◆ **Exercise**:
Rewrite the entries from the line containing "In this exercise you will annotate each instance of the large" through the end of the entries, replacing "annotate" with "mark" and leaving everything else unchanged.
**** Items ****
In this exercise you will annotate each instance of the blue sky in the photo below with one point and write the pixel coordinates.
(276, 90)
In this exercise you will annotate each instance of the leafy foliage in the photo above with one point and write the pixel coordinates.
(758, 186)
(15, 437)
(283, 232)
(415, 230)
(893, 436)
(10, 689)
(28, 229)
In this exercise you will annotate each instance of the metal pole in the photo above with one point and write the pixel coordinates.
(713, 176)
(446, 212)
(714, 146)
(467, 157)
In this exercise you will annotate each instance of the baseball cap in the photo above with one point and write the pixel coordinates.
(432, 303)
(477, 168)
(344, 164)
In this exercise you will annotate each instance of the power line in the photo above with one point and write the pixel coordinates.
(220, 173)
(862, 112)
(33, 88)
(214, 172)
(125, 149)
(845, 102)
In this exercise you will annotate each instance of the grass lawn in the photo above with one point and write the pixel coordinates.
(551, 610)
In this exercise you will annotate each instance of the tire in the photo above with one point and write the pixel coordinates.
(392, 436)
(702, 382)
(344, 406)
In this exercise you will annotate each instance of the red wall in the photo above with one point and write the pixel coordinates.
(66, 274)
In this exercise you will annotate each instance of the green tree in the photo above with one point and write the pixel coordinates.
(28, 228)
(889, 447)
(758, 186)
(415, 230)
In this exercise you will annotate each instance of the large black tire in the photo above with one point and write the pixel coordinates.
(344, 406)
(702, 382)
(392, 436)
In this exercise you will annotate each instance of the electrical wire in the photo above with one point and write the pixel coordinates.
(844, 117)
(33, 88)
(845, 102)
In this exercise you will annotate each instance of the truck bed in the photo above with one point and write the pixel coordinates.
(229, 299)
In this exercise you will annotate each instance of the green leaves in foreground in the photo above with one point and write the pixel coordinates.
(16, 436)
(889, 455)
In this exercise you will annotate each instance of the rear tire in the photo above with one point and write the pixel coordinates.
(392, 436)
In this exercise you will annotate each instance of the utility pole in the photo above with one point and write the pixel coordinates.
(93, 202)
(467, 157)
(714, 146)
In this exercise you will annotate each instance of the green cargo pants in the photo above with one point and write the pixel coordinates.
****
◆ **Finished answer**:
In this exercise you will mark each instance of the large black tire in the photo above with one point and write the pixel coordinates.
(344, 406)
(702, 382)
(392, 436)
In this exercise you will mark each instance of the electrical wire in the photo above with one point and write the pixel coordinates.
(844, 117)
(33, 88)
(845, 102)
In this exercise you will mark each instance of the truck bed in the photo above with one point and write the pixel coordinates.
(229, 299)
In this exercise you will mark each instance of the green leaves in foreground in the photo above with one point and write the pixel coordinates.
(16, 436)
(889, 455)
In this exercise you will mark each instance of the rear tire in the photo above with one point and write the pixel coordinates.
(392, 436)
In this exercise you will mark each instance of the utility pole in the photo above with one point and write the pixel coordinates.
(93, 202)
(467, 157)
(714, 146)
In this exercise you will mark each instance of the green cargo pants in the photo above with one point and write the pixel coordinates.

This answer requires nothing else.